» ПРЕДЛОЖЕННЫЙ ФРАГМЕНТ
● ● ● ● ●

Опубликовано в журнале НЛО, номер 1, 2006
* * *
Я не хочу, чтобы литература меняла сегодняшний мир.
Хочется думать, что господствующие ветры дуют всегда в одном и том же направлении, морские течения омывают одни и те же рифы, пути миграции птиц и рыб неизменны, глухари токуют из года в год на одних и тех же моховых болотах; если эти вековые процессы нарушаются, значит, что-то неблагополучно.
Голос автора должен вплетаться в общий хор в соответствии с законами мировой гармонии.
Может ли литература изменить реальность?
В жизни отдельного человека злую шутку сыграть может.
Представим себе такую ситуацию.
Некий школяр проваливается на экзамене из-за незнания какого-нибудь романа, ну, например, «Евгения Онегина» Пушкина, он не получает аттестат зрелости, не может поступить в институт, где он получил бы отсрочку от службы в армии, и попадает в «горячую точку».
Таким образом, Евгений Онегин, этот герой, уже убивший своего друга, поэта-романтика, может снова убить какого-нибудь вольнолюбивого юношу.
Это похоже на полевые испытания охотничьей собаки.

● ● ● ● ●

» ДАННЫЕ ДЛЯ ОБРАБОТКИ

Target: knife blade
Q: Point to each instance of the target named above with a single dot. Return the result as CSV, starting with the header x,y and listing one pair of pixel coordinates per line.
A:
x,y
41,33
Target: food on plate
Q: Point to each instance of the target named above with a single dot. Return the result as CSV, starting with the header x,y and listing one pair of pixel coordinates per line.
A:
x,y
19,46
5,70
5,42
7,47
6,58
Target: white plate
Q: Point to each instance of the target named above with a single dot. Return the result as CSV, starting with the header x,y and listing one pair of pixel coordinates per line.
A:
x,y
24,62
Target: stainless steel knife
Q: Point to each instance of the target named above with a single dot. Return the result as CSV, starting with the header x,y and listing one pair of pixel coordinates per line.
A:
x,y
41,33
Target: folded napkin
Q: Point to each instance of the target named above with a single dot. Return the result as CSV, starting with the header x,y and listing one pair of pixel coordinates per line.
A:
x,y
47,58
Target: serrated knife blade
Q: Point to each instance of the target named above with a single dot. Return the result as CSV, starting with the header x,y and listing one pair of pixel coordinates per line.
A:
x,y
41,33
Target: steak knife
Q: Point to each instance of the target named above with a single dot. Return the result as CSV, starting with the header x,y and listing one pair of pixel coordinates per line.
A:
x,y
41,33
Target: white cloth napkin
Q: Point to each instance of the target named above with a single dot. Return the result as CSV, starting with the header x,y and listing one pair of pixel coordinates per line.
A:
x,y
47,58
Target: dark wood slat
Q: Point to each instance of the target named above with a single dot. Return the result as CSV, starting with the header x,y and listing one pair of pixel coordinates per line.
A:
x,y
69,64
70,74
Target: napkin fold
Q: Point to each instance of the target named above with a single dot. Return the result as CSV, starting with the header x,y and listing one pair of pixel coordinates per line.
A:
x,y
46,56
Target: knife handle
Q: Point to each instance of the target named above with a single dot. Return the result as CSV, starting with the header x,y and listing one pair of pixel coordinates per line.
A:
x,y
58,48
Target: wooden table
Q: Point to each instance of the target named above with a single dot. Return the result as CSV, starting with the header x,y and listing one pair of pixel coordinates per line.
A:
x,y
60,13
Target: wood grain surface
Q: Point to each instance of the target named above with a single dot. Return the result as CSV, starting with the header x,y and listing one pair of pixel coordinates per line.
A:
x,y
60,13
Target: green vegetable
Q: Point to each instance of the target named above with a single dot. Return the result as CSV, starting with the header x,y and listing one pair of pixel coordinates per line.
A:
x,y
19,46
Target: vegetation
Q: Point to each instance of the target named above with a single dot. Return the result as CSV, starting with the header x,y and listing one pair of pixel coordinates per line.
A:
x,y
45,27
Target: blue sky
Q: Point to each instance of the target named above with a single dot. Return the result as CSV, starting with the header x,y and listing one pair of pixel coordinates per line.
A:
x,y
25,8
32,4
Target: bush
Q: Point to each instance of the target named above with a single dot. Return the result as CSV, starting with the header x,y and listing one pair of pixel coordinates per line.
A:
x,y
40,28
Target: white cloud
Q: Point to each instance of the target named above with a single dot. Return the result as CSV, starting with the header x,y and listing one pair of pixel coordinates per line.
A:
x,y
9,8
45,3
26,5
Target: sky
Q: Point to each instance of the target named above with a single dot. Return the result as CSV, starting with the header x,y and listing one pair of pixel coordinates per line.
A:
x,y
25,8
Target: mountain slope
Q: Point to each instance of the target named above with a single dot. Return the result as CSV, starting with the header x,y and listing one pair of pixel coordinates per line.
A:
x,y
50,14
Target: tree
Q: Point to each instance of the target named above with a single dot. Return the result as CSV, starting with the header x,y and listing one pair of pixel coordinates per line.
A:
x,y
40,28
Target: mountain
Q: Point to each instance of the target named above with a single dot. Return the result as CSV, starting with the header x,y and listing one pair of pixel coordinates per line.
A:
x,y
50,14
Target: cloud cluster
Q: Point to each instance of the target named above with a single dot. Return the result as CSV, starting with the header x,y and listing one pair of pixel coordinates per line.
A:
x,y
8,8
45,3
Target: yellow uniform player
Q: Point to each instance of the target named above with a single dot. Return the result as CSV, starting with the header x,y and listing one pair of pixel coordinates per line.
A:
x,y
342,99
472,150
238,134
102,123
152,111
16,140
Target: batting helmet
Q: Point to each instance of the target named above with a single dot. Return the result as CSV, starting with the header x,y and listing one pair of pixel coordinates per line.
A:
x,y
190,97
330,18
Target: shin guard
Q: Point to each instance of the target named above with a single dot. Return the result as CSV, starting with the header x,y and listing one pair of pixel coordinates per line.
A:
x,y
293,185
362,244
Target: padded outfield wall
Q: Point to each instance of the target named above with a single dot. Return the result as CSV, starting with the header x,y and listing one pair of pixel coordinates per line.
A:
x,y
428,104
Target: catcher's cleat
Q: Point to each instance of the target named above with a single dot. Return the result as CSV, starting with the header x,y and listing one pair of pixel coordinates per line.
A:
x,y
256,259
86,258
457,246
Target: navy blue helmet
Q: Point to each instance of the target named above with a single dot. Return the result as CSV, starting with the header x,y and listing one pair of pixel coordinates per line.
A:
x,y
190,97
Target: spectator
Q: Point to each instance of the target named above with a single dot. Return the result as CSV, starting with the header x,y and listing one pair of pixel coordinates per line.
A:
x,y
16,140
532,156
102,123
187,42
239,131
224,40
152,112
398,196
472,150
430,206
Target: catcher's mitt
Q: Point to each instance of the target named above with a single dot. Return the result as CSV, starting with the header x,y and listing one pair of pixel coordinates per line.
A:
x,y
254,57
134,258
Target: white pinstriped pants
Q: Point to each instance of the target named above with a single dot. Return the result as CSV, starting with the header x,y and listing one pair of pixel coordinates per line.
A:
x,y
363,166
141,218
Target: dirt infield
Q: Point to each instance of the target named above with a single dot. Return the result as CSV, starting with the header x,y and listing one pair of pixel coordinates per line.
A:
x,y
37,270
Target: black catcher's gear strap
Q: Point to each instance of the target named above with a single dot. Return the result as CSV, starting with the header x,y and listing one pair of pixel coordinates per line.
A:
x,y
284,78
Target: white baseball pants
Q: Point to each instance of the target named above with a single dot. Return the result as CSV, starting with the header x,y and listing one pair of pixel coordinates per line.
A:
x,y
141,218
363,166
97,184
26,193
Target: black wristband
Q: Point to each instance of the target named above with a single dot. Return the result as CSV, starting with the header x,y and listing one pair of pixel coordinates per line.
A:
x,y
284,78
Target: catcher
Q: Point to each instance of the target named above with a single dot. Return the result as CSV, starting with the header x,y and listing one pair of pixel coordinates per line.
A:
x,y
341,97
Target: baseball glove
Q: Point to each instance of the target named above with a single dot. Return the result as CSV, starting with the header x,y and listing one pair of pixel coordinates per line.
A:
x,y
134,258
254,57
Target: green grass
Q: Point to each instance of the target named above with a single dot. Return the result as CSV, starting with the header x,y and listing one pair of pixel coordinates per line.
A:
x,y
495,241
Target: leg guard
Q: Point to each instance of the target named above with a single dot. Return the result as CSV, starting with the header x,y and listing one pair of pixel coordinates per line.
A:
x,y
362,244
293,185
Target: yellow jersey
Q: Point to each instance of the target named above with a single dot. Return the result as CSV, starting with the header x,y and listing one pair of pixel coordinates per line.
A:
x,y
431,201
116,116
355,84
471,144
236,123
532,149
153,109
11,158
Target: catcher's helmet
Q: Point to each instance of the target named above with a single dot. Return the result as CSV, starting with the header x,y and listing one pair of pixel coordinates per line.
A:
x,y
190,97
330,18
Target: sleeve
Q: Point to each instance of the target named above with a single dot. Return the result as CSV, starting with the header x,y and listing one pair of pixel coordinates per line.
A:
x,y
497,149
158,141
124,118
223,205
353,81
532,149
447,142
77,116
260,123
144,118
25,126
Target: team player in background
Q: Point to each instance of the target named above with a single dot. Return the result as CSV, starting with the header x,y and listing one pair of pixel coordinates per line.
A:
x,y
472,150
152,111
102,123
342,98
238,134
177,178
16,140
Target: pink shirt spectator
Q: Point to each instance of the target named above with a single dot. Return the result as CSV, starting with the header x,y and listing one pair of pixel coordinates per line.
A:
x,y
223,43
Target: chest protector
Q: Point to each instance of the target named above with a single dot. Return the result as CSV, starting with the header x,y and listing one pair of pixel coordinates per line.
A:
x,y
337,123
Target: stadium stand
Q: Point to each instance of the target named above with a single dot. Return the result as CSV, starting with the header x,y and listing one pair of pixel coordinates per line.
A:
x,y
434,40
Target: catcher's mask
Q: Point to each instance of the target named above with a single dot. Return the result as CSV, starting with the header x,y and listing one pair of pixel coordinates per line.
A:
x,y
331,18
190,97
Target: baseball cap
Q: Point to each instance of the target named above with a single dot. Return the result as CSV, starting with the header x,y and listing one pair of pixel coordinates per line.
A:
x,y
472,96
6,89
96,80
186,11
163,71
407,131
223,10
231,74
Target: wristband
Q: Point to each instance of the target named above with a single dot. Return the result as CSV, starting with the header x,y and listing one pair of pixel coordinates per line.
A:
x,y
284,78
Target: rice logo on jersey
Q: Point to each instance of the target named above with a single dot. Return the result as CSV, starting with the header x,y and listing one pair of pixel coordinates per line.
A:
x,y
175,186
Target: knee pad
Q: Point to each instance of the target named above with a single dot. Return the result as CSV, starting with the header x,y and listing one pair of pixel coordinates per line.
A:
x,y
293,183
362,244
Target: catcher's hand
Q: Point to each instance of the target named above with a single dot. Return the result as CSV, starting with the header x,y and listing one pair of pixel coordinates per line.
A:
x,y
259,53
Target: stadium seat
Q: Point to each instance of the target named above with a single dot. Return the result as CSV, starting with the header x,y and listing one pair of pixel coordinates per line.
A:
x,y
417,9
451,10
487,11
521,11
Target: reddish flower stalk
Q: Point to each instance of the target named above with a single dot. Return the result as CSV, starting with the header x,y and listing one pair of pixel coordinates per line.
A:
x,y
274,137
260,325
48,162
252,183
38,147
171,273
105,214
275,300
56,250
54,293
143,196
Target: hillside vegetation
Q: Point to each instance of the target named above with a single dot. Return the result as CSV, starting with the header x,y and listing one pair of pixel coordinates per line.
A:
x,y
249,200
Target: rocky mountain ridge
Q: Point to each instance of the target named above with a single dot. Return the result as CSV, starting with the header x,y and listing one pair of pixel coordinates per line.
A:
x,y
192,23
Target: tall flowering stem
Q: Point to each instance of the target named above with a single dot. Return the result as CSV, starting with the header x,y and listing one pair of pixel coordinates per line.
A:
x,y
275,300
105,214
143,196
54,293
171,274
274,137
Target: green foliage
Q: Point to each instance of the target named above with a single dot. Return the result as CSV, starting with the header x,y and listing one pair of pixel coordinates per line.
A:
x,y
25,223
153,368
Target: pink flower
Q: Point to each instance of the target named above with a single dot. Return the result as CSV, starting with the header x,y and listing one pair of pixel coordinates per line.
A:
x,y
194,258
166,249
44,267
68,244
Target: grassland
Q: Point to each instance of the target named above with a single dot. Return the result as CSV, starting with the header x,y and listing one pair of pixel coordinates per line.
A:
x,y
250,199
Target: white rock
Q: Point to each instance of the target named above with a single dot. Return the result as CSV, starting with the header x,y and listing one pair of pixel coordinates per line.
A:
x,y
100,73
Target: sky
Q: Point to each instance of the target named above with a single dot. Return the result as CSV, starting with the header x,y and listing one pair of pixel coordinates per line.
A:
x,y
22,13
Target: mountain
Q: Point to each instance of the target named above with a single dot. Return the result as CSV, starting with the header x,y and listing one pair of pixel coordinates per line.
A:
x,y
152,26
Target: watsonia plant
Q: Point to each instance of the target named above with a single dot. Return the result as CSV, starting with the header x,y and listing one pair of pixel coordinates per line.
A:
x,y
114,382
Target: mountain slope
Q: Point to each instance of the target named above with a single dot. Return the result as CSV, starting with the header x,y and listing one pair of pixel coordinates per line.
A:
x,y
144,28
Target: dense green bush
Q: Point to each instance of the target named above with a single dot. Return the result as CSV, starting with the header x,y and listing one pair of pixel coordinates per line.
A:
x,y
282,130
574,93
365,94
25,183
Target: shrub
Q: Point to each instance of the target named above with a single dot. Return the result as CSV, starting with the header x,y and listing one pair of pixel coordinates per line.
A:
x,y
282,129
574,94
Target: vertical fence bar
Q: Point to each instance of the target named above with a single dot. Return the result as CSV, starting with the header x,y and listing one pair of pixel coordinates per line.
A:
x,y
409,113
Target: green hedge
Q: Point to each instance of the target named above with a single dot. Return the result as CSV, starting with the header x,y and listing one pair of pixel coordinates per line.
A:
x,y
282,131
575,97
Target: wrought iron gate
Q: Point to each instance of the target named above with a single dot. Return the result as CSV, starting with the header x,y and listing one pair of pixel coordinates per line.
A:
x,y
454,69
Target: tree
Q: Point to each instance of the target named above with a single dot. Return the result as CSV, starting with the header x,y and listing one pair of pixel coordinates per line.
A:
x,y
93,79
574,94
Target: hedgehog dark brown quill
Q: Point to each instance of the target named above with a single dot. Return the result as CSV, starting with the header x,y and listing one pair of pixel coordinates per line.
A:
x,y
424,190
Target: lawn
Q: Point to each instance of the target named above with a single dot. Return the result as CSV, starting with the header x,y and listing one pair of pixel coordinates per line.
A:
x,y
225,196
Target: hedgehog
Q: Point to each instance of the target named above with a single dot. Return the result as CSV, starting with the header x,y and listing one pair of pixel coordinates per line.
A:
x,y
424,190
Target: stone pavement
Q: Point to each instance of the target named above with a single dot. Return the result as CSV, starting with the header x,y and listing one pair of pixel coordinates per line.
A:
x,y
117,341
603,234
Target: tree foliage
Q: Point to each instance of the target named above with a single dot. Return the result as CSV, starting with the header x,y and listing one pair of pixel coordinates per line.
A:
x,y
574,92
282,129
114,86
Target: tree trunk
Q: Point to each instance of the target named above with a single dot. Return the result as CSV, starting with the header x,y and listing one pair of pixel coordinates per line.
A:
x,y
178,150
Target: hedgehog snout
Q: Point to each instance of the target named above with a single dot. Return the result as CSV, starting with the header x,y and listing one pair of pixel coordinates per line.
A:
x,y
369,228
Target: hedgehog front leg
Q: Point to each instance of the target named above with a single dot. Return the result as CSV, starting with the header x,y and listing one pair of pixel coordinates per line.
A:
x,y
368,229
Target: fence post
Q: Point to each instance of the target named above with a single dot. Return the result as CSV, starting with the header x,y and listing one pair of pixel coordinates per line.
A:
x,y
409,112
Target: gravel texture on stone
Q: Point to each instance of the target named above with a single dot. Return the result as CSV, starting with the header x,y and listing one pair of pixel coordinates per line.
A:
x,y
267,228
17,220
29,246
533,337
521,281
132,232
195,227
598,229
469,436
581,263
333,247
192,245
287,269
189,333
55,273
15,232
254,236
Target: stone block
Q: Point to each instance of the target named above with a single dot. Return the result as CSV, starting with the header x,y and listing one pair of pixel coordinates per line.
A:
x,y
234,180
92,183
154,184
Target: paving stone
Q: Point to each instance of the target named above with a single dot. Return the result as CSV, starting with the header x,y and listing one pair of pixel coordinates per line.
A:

● ● ● ● ●

» КРАТКАЯ ЗАДАЧА A
Перечислите все природные процессы, которые автор фрагмента о влиянии литературы на реальность хотел бы считать неизменными.
» КРАТКАЯ ЗАДАЧА B
Покажите все строки из записей, в которых встречается слово «player». Регистр букв учитывается.

» ПОДРОБНОЕ РЕШЕНИЕ A
- господствующие ветры дуют всегда в одном и том же направлении;
- морские течения омывают одни и те же рифы;
- пути миграции птиц и рыб неизменны;
- глухари токуют из года в год на одних и тех же моховых болотах.

» ПОДРОБНОЕ РЕШЕНИЕ B
Target: yellow uniform player
Target: team player in background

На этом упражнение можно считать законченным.